§ What the task asks:
Locate the line that contains "of the dark". Print it and each following line through the end of the listing, verbatim, and nothing more.

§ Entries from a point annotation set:

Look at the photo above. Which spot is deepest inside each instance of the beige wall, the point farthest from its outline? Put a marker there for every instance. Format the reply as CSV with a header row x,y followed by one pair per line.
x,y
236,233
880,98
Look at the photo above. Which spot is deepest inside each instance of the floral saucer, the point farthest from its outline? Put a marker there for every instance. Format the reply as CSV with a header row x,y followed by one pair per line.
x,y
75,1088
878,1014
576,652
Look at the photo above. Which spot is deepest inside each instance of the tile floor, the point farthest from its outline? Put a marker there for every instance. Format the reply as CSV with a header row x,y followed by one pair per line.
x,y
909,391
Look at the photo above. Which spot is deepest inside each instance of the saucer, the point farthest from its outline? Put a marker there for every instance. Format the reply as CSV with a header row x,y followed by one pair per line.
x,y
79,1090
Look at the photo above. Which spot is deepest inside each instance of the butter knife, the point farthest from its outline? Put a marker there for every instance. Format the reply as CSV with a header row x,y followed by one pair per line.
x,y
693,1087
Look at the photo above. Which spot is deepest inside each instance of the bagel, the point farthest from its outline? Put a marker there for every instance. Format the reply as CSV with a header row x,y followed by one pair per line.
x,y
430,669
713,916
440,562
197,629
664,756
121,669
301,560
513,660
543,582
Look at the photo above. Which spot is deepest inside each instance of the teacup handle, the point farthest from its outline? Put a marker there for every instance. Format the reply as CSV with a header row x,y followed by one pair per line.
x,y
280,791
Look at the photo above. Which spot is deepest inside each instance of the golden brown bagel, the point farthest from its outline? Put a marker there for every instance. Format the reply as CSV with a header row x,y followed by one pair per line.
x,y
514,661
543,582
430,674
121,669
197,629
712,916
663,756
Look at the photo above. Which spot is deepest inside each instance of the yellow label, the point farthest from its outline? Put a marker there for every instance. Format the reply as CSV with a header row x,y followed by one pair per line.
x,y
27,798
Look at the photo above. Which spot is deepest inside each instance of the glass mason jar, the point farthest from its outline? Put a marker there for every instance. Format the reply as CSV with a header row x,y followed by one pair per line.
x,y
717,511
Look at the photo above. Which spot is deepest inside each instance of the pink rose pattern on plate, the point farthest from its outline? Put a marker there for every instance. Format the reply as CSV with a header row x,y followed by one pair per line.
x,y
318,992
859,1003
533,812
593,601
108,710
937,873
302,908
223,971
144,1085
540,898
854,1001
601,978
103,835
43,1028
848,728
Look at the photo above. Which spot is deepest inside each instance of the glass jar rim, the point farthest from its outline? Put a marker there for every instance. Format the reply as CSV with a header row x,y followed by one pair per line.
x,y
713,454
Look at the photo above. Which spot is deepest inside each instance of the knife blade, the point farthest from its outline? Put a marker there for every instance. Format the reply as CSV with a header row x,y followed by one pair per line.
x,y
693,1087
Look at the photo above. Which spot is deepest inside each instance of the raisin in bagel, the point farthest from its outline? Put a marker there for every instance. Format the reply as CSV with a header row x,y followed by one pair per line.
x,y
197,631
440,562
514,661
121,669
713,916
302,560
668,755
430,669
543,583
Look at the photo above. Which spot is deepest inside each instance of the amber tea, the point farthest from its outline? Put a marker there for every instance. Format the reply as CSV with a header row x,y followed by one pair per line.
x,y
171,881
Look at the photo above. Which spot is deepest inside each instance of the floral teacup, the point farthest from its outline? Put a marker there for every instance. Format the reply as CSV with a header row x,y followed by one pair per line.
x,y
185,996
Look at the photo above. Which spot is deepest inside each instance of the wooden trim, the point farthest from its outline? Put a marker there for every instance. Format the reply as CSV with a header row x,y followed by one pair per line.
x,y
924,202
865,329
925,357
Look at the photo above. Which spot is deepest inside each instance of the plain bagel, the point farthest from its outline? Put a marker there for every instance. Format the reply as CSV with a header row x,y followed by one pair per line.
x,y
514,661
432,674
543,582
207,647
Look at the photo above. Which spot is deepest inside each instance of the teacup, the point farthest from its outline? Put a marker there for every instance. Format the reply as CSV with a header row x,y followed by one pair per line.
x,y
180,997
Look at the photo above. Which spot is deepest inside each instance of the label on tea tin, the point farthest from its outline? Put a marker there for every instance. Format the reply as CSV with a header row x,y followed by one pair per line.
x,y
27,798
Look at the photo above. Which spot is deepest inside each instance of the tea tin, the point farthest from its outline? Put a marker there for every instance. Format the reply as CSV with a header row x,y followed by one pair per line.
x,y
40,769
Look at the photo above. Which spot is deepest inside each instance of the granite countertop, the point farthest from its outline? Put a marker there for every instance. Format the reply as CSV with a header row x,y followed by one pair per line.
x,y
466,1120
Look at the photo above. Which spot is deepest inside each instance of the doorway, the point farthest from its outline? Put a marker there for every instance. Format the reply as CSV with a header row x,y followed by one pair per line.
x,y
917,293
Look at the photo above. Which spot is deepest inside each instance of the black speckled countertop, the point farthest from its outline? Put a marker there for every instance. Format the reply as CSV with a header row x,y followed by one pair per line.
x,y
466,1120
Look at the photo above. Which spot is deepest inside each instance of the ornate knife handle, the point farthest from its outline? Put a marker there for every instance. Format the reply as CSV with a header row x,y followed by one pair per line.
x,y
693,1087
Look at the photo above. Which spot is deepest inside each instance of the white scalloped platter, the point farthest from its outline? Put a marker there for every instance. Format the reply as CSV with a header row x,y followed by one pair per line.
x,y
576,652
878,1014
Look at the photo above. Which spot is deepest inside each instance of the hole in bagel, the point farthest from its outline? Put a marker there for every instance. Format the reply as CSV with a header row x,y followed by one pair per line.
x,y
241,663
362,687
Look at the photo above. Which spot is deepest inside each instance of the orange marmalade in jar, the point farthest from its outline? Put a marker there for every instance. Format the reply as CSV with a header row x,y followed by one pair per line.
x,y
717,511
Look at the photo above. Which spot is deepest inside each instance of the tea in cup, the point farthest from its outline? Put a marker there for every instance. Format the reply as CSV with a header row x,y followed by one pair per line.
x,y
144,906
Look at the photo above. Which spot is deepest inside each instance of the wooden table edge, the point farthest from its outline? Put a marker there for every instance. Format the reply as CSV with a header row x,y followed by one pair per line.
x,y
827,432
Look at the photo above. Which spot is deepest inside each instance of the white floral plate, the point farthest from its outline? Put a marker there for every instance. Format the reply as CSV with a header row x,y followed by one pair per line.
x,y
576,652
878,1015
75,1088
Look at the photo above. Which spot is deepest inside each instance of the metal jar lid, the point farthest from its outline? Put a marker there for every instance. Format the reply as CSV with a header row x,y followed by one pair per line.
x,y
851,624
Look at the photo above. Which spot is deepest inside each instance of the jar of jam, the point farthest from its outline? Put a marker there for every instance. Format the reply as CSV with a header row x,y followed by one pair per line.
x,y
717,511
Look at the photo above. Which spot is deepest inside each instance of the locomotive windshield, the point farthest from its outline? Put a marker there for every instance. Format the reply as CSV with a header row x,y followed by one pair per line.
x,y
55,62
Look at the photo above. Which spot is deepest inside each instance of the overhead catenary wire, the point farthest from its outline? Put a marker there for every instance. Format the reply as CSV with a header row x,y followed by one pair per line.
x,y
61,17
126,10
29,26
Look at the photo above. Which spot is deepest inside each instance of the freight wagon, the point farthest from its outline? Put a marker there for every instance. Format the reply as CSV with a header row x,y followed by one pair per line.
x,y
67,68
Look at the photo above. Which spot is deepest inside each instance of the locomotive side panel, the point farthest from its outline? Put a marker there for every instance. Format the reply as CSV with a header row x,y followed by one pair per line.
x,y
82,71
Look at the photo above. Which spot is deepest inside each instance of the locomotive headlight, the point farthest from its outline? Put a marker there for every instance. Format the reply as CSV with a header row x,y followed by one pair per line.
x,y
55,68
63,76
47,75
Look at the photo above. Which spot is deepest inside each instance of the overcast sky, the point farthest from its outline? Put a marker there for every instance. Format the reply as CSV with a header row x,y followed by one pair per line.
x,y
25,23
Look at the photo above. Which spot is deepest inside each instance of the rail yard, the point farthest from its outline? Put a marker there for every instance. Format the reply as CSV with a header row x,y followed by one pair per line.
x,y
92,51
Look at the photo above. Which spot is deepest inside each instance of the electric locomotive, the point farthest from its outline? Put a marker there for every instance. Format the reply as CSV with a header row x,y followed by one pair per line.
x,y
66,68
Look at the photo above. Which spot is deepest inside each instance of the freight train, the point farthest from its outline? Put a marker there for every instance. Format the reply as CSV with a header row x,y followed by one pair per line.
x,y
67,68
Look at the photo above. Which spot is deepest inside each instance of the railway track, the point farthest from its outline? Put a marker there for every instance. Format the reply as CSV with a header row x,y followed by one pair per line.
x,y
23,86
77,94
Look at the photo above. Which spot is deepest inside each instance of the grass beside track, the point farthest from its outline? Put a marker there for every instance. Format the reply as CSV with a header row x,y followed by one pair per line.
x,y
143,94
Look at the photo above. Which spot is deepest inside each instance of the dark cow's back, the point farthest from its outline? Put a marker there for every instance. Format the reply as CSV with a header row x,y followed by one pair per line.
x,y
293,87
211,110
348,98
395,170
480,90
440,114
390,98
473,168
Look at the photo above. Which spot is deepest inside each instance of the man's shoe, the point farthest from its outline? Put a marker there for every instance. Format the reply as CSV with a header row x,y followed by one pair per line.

§ The response:
Look at the photo above. Which spot is deepest inside each instance of the dark cow's back, the point farthest from its outline? Put a marker there for every instance. Format the reply as CSV with a header row x,y followed by one pair per line.
x,y
293,87
211,110
348,98
395,170
480,90
440,114
390,98
473,168
Look at the photo above. Which spot is deepest inside each instance of the man's shoe, the point farthest from its outline? Put a marker there for every instance. Format the reply as CSV with a header row x,y followed by one pair per line.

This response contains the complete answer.